What the task requires:
Set down every line of the data, unchanged and complete.

Available data:
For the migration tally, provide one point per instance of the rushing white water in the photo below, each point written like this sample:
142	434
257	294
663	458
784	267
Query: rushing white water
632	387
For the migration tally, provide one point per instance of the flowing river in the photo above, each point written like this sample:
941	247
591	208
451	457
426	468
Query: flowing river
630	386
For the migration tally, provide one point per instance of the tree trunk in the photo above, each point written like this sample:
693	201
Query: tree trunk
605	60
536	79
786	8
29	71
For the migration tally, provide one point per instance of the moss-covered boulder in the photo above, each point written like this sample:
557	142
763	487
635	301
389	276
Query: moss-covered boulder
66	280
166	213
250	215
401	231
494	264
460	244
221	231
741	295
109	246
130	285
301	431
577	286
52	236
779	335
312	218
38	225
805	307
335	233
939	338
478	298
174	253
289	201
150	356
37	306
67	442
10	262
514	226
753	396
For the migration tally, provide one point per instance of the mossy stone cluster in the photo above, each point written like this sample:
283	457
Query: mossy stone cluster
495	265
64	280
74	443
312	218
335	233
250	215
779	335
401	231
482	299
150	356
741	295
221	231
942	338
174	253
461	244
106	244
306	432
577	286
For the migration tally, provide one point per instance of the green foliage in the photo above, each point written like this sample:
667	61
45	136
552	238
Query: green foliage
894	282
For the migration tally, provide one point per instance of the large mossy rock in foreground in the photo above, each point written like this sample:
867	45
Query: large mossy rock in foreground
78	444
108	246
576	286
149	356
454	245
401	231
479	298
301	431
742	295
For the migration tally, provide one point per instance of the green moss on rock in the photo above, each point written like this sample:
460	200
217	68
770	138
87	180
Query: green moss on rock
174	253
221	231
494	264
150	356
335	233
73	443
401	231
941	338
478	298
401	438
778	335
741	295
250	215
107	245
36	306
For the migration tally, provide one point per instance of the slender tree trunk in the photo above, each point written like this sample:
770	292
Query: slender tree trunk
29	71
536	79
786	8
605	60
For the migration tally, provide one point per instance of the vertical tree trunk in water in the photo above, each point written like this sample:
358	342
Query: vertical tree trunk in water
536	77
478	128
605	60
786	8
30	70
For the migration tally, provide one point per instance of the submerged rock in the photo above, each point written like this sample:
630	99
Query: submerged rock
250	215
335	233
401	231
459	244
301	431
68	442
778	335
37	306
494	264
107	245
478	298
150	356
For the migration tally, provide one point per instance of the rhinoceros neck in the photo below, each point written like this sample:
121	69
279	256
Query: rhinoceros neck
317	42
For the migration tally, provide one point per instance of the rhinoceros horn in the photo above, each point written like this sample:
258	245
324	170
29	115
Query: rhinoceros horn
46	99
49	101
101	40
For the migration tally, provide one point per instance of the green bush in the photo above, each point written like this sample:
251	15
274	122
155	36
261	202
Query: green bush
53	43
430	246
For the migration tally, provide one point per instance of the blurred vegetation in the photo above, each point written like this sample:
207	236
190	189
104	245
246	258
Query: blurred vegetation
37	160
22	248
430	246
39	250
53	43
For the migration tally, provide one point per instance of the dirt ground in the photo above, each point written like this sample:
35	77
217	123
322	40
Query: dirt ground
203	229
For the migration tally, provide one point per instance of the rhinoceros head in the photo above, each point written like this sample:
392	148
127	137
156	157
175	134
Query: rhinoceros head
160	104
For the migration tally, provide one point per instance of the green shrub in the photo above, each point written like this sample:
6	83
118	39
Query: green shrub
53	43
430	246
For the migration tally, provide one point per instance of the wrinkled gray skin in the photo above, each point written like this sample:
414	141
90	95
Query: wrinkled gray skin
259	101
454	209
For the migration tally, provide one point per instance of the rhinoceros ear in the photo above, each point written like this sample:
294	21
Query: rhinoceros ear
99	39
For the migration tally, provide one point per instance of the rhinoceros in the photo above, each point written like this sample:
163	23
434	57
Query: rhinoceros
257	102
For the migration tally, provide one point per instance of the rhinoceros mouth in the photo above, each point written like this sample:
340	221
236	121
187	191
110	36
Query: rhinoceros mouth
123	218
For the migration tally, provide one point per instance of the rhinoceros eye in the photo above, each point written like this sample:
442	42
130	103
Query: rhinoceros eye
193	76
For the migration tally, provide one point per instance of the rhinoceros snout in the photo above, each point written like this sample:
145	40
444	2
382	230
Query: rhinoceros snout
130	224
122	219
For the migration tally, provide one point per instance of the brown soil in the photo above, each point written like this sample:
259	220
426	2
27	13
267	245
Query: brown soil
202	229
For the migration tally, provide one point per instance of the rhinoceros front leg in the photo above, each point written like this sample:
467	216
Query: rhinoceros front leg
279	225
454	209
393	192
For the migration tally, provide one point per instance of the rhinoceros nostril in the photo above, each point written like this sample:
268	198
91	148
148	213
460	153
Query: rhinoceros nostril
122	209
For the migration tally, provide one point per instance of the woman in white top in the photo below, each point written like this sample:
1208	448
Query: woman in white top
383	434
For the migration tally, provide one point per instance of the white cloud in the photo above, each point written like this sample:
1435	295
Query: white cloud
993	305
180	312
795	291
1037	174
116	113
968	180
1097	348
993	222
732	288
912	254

Your response:
For the migration tally, provide one point per instance of the rushing white water in the photo below, each point written like this sample:
142	434
257	294
663	458
784	267
Query: rushing white water
632	387
For the migration tally, provide one point per instance of the flowing river in the photo above, each point written like this sample:
941	247
591	208
451	457
426	468
Query: flowing river
630	386
For the migration tally, provide one point per instance of the tree trunk in the photo above, each point written like this sample:
693	201
Query: tree trunk
605	60
536	79
786	8
29	71
For the migration tally, provide one point per instance of the moss-covered boulder in the photo above, each point written like this sample:
557	142
763	487
635	301
389	276
Query: moss-covered boulder
66	280
166	213
250	215
401	231
494	264
460	244
221	231
741	295
109	246
130	285
301	431
577	286
52	236
779	335
312	218
38	225
805	307
335	233
939	338
478	298
174	253
289	201
150	356
37	306
67	442
10	262
514	226
753	396
For the migration tally, provide one point per instance of the mossy stone cluster in the photo above, each point written like this sample:
283	457
Query: mossy stone cluster
495	265
64	280
74	443
312	218
335	233
250	215
779	335
401	231
482	299
150	356
741	295
221	231
942	338
174	253
461	244
106	244
306	432
577	286
For the migration tally, provide one point per instance of the green foliage in the photo above, each point written like this sample:
667	61
45	136
552	238
Query: green foliage
894	282
For the migration tally, provide one point per instance of the large mossy rock in foreground in the photo above, each point written like this sample:
867	45
Query: large mossy rock in foreground
78	444
108	246
576	286
149	356
454	245
401	231
479	298
301	431
742	295
For the migration tally, provide one point per instance of the green moss on rock in the photo above, each point written like this sample:
460	200
217	68
770	138
87	180
Query: green moss on rock
174	253
221	231
494	264
150	356
335	233
73	443
401	231
941	338
478	298
401	438
778	335
741	295
250	215
107	245
36	306
For the migration tally, provide one point per instance of the slender tree trunk in the photo above, each point written like this sample:
770	292
Query: slender tree trunk
29	71
536	79
786	8
605	60
For the migration tally, provide one point per instance of the vertical tree trunk in water in the photo above, each point written like this sample:
358	342
Query: vertical tree trunk in water
536	77
478	128
605	60
786	8
30	70
For the migration tally, provide one point per instance of the submerged rock in the photo above, each point written like this sample:
630	99
Query: submerged rock
250	215
335	233
401	231
459	244
301	431
68	442
778	335
37	306
494	264
107	245
478	298
150	356
For the migration tally, provide one point per instance of the rhinoceros neck in the photo below, each point written like this sample:
121	69
279	256
Query: rhinoceros neck
317	42
For the migration tally, provide one point per instance of the rhinoceros horn in the photo above, each point written like this sample:
258	245
324	170
29	115
Query: rhinoceros horn
46	99
49	101
101	40
For the migration tally, provide one point per instance of the green bush in the photo above, each point written like this sample:
251	15
274	122
155	36
261	202
Query: green bush
53	43
430	246
For the migration tally, provide one point per instance of the blurred vegetation in the photo above, each point written like this sample:
207	236
190	189
104	245
246	258
Query: blurred vegetation
37	160
22	248
430	246
39	250
53	43
For the migration tally, provide one point per instance of the dirt ground in the photo above, each point written like this sample:
35	77
217	123
322	40
Query: dirt ground
203	229
For the migration tally, provide one point per instance of the rhinoceros head in the photo above, each point written like this sample:
392	148
127	137
156	157
175	134
Query: rhinoceros head
160	104
For the migration tally, provide one point per instance of the green shrub in the photo above, each point written like this sample:
6	83
118	39
Query: green shrub
53	43
430	246
For the migration tally, provide one point per instance of the wrinkled gray skin in the photo above, each point written like this sample:
414	141
90	95
Query: wrinkled gray skin
259	101
454	209
For the migration tally, provide one point per instance of the rhinoceros ear in the photo above, each point written like this sample:
294	21
Query: rhinoceros ear
99	39
For the migration tally, provide one point per instance of the rhinoceros in the photo above, each point written like this sample:
163	23
434	57
Query: rhinoceros
257	102
For the migration tally, provide one point per instance of the rhinoceros mouth in the photo above, each point written like this sample:
340	221
236	121
187	191
110	36
Query: rhinoceros mouth
123	218
For the migration tally, provide one point per instance of the rhinoceros eye in the photo above, each point written like this sample:
442	42
130	103
Query: rhinoceros eye
193	76
For the migration tally, provide one point per instance of the rhinoceros snout in the photo above, each point written like this sample:
145	40
444	2
382	230
Query: rhinoceros snout
130	224
122	219
For the migration tally, provide one point per instance of the brown soil in the photo above, each point written like this sample:
259	220
426	2
27	13
267	245
Query: brown soil
202	229
For the migration tally, provide one point per instance of the rhinoceros front leg in the photo above, each point written like this sample:
467	216
Query: rhinoceros front leg
279	225
454	209
393	192
For the migration tally, provide one point per instance of the rhinoceros nostril in the photo above, each point written like this sample:
268	198
91	148
148	213
460	153
Query: rhinoceros nostril
122	209
For the migration tally, provide one point per instance of the woman in white top in the photo below, each point written like this sample:
1208	448
Query: woman in white top
383	434
For the migration tally, provide one point per instance of the white cloud in the photo above, each point written like this sample:
1435	295
Query: white cloud
993	305
180	312
795	291
1037	174
116	113
968	180
1097	348
993	222
732	288
912	254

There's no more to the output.